*WRITTEN PROBLEM*: Format the rows below as a two-column CSV with the headers "prompt" and "response", one line for each row. Put each row's text and its answer in their own quoted field, replace any line breaks with spaces, and omit the pictures.

* START *

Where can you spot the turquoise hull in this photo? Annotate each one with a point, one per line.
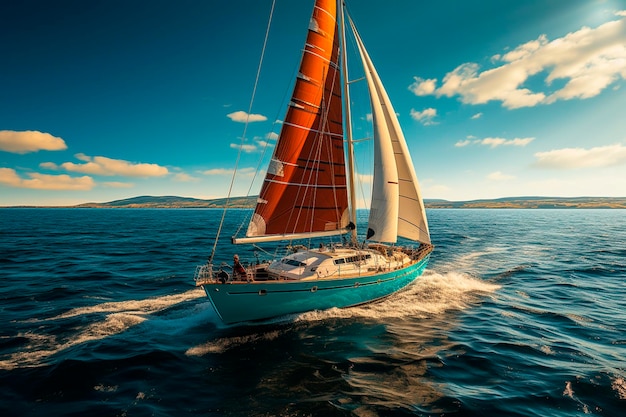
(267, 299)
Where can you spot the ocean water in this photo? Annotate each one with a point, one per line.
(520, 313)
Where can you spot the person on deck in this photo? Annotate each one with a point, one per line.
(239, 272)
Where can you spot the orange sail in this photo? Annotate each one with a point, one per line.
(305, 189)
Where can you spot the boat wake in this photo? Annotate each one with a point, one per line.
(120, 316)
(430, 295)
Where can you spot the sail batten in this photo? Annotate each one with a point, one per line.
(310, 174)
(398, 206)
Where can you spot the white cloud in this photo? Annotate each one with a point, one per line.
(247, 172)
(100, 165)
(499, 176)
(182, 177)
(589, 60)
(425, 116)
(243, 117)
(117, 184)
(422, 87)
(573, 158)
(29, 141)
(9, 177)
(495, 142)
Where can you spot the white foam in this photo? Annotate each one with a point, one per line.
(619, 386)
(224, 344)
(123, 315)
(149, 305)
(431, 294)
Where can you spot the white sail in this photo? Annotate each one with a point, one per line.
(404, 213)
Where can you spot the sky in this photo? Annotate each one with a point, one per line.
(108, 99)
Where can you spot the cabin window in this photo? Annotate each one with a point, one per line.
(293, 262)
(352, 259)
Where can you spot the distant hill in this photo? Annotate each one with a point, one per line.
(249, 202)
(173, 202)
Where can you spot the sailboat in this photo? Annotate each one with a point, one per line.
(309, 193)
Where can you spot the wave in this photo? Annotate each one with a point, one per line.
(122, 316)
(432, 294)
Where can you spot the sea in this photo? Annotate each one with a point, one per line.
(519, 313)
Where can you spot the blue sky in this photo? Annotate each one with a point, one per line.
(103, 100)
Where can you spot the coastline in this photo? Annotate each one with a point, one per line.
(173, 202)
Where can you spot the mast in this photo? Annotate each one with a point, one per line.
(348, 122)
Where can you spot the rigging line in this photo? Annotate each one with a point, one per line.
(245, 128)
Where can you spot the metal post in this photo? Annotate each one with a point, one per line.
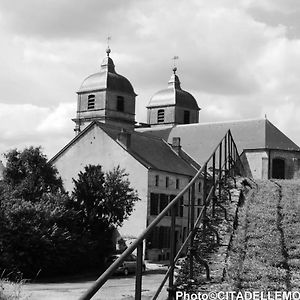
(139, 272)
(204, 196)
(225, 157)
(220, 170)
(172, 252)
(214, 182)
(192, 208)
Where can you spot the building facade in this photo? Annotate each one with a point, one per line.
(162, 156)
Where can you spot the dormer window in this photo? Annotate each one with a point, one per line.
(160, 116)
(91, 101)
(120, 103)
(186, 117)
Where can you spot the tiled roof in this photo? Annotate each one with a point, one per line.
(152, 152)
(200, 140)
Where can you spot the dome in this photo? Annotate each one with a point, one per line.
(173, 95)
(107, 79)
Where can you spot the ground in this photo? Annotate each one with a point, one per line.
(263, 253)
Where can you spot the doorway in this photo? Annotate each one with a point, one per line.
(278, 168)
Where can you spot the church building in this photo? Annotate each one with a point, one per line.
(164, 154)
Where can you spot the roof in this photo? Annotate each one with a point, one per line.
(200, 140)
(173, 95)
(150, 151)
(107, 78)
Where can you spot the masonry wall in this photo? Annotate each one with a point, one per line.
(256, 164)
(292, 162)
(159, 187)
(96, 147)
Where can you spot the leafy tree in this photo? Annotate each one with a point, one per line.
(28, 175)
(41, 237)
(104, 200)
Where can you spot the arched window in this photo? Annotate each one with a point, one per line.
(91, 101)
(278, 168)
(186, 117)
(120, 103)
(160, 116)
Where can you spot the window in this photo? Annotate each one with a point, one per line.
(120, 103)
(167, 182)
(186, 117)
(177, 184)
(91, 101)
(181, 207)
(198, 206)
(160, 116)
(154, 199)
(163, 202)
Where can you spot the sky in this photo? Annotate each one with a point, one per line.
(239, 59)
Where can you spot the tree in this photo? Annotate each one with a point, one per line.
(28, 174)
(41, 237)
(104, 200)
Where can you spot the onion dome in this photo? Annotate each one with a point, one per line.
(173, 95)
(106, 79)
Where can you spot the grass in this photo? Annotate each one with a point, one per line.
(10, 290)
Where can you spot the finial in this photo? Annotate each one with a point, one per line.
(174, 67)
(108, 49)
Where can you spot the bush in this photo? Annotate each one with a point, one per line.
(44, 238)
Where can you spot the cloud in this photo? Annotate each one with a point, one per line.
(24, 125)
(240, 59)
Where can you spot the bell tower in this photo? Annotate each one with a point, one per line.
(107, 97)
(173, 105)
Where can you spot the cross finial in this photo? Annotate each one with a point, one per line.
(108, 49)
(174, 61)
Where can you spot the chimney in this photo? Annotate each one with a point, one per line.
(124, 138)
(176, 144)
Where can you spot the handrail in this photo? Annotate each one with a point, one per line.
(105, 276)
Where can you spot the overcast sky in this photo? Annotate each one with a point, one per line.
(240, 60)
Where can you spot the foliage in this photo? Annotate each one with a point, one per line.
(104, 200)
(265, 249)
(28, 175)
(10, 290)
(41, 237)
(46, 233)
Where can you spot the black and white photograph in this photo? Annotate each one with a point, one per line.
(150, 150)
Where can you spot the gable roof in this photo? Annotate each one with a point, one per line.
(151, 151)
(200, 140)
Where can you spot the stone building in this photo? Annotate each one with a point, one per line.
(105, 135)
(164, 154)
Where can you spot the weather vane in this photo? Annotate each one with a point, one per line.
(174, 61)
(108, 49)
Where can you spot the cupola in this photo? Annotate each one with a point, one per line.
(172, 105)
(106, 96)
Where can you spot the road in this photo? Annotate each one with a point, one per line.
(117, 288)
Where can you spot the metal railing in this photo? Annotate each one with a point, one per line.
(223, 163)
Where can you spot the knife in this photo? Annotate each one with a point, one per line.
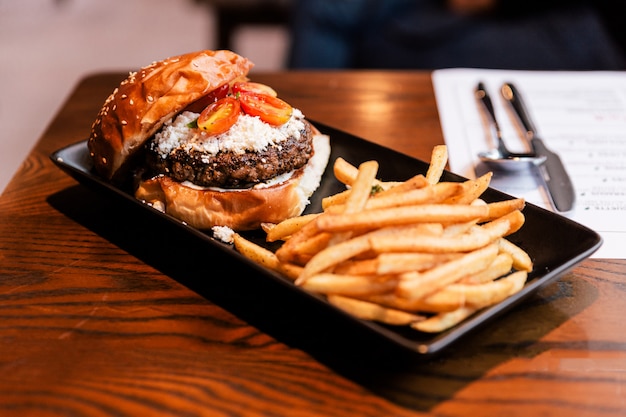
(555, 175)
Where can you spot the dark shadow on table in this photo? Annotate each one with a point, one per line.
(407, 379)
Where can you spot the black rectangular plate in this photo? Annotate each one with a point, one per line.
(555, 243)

* END *

*EXERCISE RESPONSE*:
prompt,response
"Where can you spot the turquoise hull in this photo? Annotate each one with a point, one per line.","(267, 299)"
"Where can you spot the ocean water in this photo? Annotate each one with a point, one per line.","(520, 313)"
"Where can you spot the person on deck in this photo? Annotate each one with a point, one per line.","(239, 272)"
"Where can you spot the orange sail in this photo? Annotate each one with a point, one per line.","(305, 189)"
"Where can you spot the boat wake in this photo? Annotate each one with a point, one per line.","(120, 316) (430, 295)"
"Where can you spot the sail batten in this photo? Annotate each one with a point, one per line.","(310, 174) (398, 206)"
"Where can you spot the white cloud in this photo? Annotate each one with a point, one per line.","(247, 172) (100, 165) (499, 176) (182, 177) (589, 60) (425, 116) (243, 117) (117, 184) (422, 87) (573, 158) (29, 141) (9, 177) (495, 142)"
"Where can you spot the white foam in this photo? Annotate each one with a point, one per line.","(619, 386) (224, 344) (123, 315) (149, 305) (431, 294)"
"Where can you spot the white sail in this photo? Annotate each one with a point, one per line.","(404, 213)"
"Where can you spot the sky in this photo? Annotate each one with a point, one per line.","(108, 99)"
"Where can you spot the cabin window in this photo? Annotate each one with a point, one per line.","(293, 262) (352, 259)"
"Where can you spot the distant hill in this photo? Annotate each one with a point, one per line.","(249, 202) (173, 202)"
"Where can you spot the sailboat in this photo? Annotate each one with a point, one per line.","(309, 193)"
"Where can you spot the wave in this photo? Annotate each one with a point, one per line.","(122, 316) (432, 294)"
"Where can you spot the sea in this photo? Annotate each one with a point, one per line.","(519, 313)"
"Where can you spot the blue sky in this photo? Annotate each one with a point, one per line.","(103, 100)"
"Where can you spot the coastline in this photo? Annotate each one with a point, one per line.","(173, 202)"
"Where can you spot the mast in this photo? Annotate each one with a point, one per line.","(348, 122)"
"Where can you spot the rigging line in this photo? Annotate each one with a point, one per line.","(245, 128)"
"Where can you spot the metal post in this photo? Annotate each one with a point, one per line.","(139, 272) (204, 196) (225, 157) (220, 170) (172, 252) (214, 182) (192, 208)"
"Where can you spot the building facade in this photo? Annotate each one with a point, one per line.","(162, 156)"
"Where can you spot the dormer window in this photo? Annotate each one with a point, one per line.","(160, 116) (91, 101) (120, 103) (186, 117)"
"Where can you spot the tiled roof in this photo? Annotate each one with a point, one per line.","(152, 152) (200, 140)"
"Where can you spot the dome in this photo? Annotate each one with a point, one per line.","(173, 95) (107, 79)"
"Where can you spot the ground in this photo? Annotate each one with a point, one per line.","(263, 253)"
"Where can you spot the doorway in this photo? Annotate each one with a point, one per line.","(278, 168)"
"Where can you spot the church building in this photo? Annotate each one with a point, one per line.","(164, 154)"
"Where can you spot the roof in this photo? Annotate each one with a point, one per line.","(200, 140) (173, 95) (150, 151) (107, 78)"
"Where can you spot the masonry wall in this photo? Annotate each one with a point, one per line.","(256, 164) (292, 162) (159, 187) (96, 147)"
"Where can you spot the leafy tree in this photo? Annotate each one with a point, one per line.","(28, 175) (41, 237) (104, 200)"
"Where can you spot the arched window in this photo? Annotate each one with a point, one per line.","(91, 101) (278, 168) (186, 117) (120, 103) (160, 116)"
"Where can you spot the window in this photo? Annotate each one with a point, one per line.","(120, 103) (167, 182) (186, 117) (177, 184) (91, 101) (181, 207) (198, 206) (160, 116) (154, 199) (163, 202)"
"Where can you spot the sky in this photo? Annotate each one with a point, one per line.","(239, 59)"
"Where can you spot the tree in this photo? Annotate each one with a point, one per line.","(28, 174) (41, 237) (104, 200)"
"Where can you spot the onion dome in this photo? Annotate each one with a point, one per line.","(173, 95) (106, 79)"
"Where can you spot the grass in this photo? Annotate each one with a point, one per line.","(10, 290)"
"Where can you spot the finial in this photo? Annotate each one with a point, one per line.","(174, 67) (108, 49)"
"Where can you spot the bush in this photo? Annotate each one with a point, one per line.","(44, 238)"
"Where can you spot the cloud in this photo? Annotate each one with a point, one per line.","(24, 125) (240, 59)"
"Where can you spot the bell tower in this photo? Annotate each one with a point, one per line.","(107, 97) (173, 105)"
"Where can you spot the cross finial in this photo? Annotate each one with a point, one per line.","(108, 49) (174, 61)"
"Where can you spot the chimney in this photo? Annotate each one with a point, one per line.","(124, 138) (176, 144)"
"Where can you spot the handrail in this photo? Annotate each one with a point, one per line.","(105, 276)"
"Where can you spot the overcast sky in this photo? Annotate each one with a point, one per line.","(240, 60)"
"Where can you spot the foliage in this photo? Annotate each one with a point, one per line.","(104, 200) (265, 249) (28, 175) (10, 290) (41, 237) (46, 233)"
"Where can you spot the black and white photograph in this photo? Annotate each one with a point, one per line.","(150, 150)"
"Where can you spot the gable roof in this photo? Annotate each one with a point, one per line.","(151, 151) (200, 140)"
"Where can you spot the stone building in this photo? Annotate each one with a point, one per line.","(105, 135) (164, 154)"
"Where can you spot the weather vane in this photo? Annotate each one with a point, one per line.","(174, 61) (108, 49)"
"Where can you spot the cupola in this photo? Annotate each one with a point, one per line.","(172, 105) (106, 96)"
"Where can you spot the road in this photo? Annotate each one with a point, one per line.","(117, 288)"
"Where can you spot the metal railing in this photo? Annotate each one with a point, one per line.","(223, 163)"
"Where can you spot the knife in this photo? Annotate each one with a point, one per line.","(555, 175)"
"Where can you spot the dark shadow on table in this photo? Annotate each one with a point, one per line.","(407, 379)"
"Where can you spot the black rectangular plate in this photo? Annotate each one with a point, one per line.","(555, 243)"